┏━━
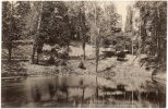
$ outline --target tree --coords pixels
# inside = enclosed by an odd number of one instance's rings
[[[135,3],[135,8],[140,10],[139,32],[142,38],[142,51],[148,57],[155,58],[156,68],[166,68],[164,61],[166,59],[166,1],[139,1]]]
[[[24,16],[29,11],[29,3],[16,1],[16,2],[2,2],[2,40],[4,47],[9,51],[9,61],[12,57],[13,41],[19,40],[23,36],[24,31]],[[24,9],[26,7],[27,9]]]
[[[35,51],[37,50],[37,63],[38,56],[43,50],[44,44],[55,46],[69,46],[71,31],[69,28],[68,9],[62,1],[45,1],[39,3],[37,8],[38,21],[37,33],[34,38],[34,49],[32,55],[32,61],[34,63]],[[38,7],[38,5],[37,5]]]
[[[132,32],[133,31],[133,9],[131,5],[128,7],[127,10],[127,22],[125,22],[125,27],[124,32]]]

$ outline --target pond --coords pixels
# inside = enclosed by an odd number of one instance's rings
[[[122,90],[122,86],[111,88],[98,84],[97,97],[95,76],[37,76],[16,82],[2,81],[2,107],[166,107],[166,93],[156,82],[152,81],[155,90],[141,94]]]

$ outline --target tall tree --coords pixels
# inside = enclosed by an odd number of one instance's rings
[[[29,3],[26,2],[27,9],[25,10],[25,5],[22,3],[20,1],[2,2],[2,40],[3,46],[9,51],[9,61],[12,57],[13,41],[19,40],[23,36],[25,25],[24,16],[29,11]]]

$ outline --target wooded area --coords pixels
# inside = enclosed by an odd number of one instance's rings
[[[132,92],[165,80],[167,2],[132,2],[124,24],[118,10],[112,1],[3,1],[2,77],[94,74],[97,99],[99,77]]]

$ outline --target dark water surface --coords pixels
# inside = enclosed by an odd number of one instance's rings
[[[166,107],[166,88],[152,81],[148,92],[128,92],[103,85],[96,98],[94,76],[27,77],[3,82],[2,107]],[[151,89],[153,88],[153,89]]]

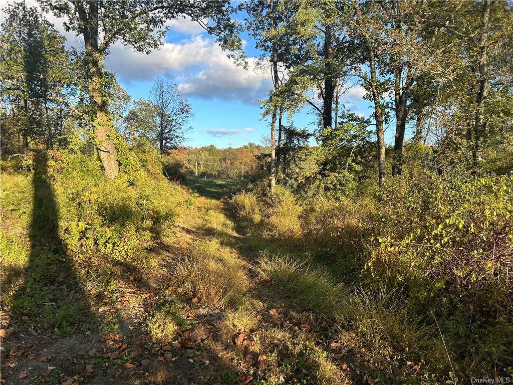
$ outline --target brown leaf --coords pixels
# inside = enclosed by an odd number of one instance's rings
[[[0,329],[0,337],[6,338],[14,331],[13,329]]]
[[[239,346],[244,344],[244,341],[247,339],[247,334],[241,333],[235,337],[235,344]]]
[[[41,361],[42,362],[48,362],[49,361],[51,361],[53,359],[53,357],[55,357],[53,354],[49,354],[48,356],[43,356],[43,357],[40,357],[37,360]]]
[[[237,385],[246,385],[249,383],[249,382],[253,379],[253,376],[250,374],[241,374],[239,377],[239,381],[237,381]]]

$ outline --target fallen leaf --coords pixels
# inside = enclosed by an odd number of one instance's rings
[[[253,376],[250,374],[241,374],[241,376],[239,377],[237,385],[246,385],[249,383],[252,379]]]
[[[48,362],[49,361],[51,361],[53,359],[53,357],[55,357],[53,354],[49,354],[48,356],[43,356],[43,357],[40,357],[37,360],[40,361],[42,362]]]
[[[241,333],[237,337],[235,337],[235,344],[240,346],[244,343],[244,341],[247,338],[247,335],[244,333]]]
[[[6,338],[14,331],[13,329],[0,329],[0,337]]]

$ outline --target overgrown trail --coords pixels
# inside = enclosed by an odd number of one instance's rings
[[[124,280],[90,310],[96,323],[6,339],[2,383],[349,383],[319,317],[262,273],[266,249],[285,251],[238,228],[226,205],[237,188],[194,181],[172,244],[146,265],[113,266]]]

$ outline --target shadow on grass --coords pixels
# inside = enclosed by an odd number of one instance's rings
[[[242,179],[223,179],[222,178],[196,177],[188,181],[191,187],[202,197],[211,199],[222,199],[229,197],[242,190],[247,184]]]
[[[58,209],[44,156],[37,165],[32,178],[30,253],[23,283],[13,297],[13,315],[27,316],[31,323],[69,335],[89,320],[89,303],[58,235]]]

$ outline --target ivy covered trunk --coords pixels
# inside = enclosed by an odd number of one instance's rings
[[[108,100],[106,97],[103,81],[102,54],[98,47],[98,6],[89,3],[89,28],[84,32],[87,71],[87,91],[89,104],[94,120],[92,122],[94,136],[98,141],[97,148],[105,175],[115,177],[119,170],[117,155],[110,136],[112,126],[109,119]]]

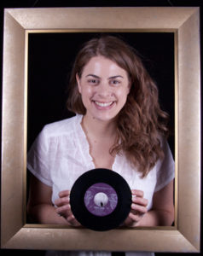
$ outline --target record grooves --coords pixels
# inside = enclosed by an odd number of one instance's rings
[[[97,231],[109,230],[119,227],[127,218],[131,191],[117,172],[94,169],[76,180],[71,189],[70,204],[83,226]]]

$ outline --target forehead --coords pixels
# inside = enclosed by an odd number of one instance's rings
[[[120,67],[116,62],[104,56],[92,57],[84,66],[83,73],[94,73],[94,74],[123,74],[127,75],[126,71]]]

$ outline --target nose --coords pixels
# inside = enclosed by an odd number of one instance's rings
[[[98,95],[103,98],[112,96],[113,94],[112,88],[107,81],[101,82],[99,86],[97,87],[97,90]]]

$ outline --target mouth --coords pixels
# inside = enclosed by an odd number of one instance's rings
[[[101,102],[93,101],[93,102],[95,103],[96,107],[99,109],[109,109],[112,108],[115,102]]]

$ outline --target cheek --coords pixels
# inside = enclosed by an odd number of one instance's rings
[[[89,87],[89,86],[81,86],[81,95],[82,97],[90,97],[92,96],[94,96],[95,92],[94,90],[92,90],[92,88]]]
[[[128,92],[129,92],[128,89],[123,88],[123,89],[119,90],[117,91],[116,95],[117,95],[118,98],[125,100],[127,98]]]

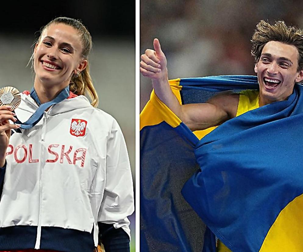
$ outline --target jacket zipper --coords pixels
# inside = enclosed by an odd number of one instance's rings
┗━━
*Directions:* Give the stretch from the line containing "trunk --coords pixels" through the end of the rows as a JSON list of strings, one string per line, omitting blank lines and the picture lines.

*Task response:*
[
  "$ outline --target ivy covered trunk --coords pixels",
  "# inside = enclosed by an odd number of one instance's rings",
  "[[[108,100],[106,97],[103,81],[102,54],[98,47],[98,6],[89,3],[89,28],[84,32],[87,71],[87,91],[89,104],[94,120],[92,122],[94,136],[98,141],[97,148],[105,175],[115,177],[119,170],[117,155],[110,136],[112,126],[109,119]]]",
  "$ outline --target record grooves --coords pixels",
  "# inside = enclosed by an odd number of one instance's rings",
  "[[[97,231],[109,230],[119,227],[127,218],[131,191],[117,172],[94,169],[76,180],[71,189],[70,204],[83,226]]]",
  "$ outline --target forehead --coords pixels",
  "# inside = enclosed by an odd number of one instance's rings",
  "[[[120,67],[116,62],[104,56],[92,57],[84,66],[83,73],[94,73],[94,74],[123,74],[127,75],[126,71]]]",
  "$ outline --target nose --coords pixels",
  "# inside = enclosed by an odd number of one instance's rings",
  "[[[98,95],[103,98],[112,96],[113,94],[112,88],[107,81],[101,82],[99,86],[97,87],[97,90]]]",
  "$ outline --target mouth --coords pixels",
  "# inside = enclosed by an odd number of one instance's rings",
  "[[[101,102],[93,101],[93,102],[95,103],[96,107],[99,109],[109,109],[112,108],[115,102]]]",
  "$ outline --target cheek --coords pixels",
  "# inside = enclosed by an odd number of one instance's rings",
  "[[[89,87],[89,86],[81,86],[81,95],[82,97],[90,97],[92,96],[94,96],[95,92],[94,90],[92,90],[92,88]]]",
  "[[[128,92],[129,92],[128,89],[123,88],[123,89],[119,90],[117,91],[116,95],[117,95],[118,98],[125,100],[127,98]]]",
  "$ outline --target jacket zipper --coords pixels",
  "# inside = enclosed by an odd number of one instance's rings"
]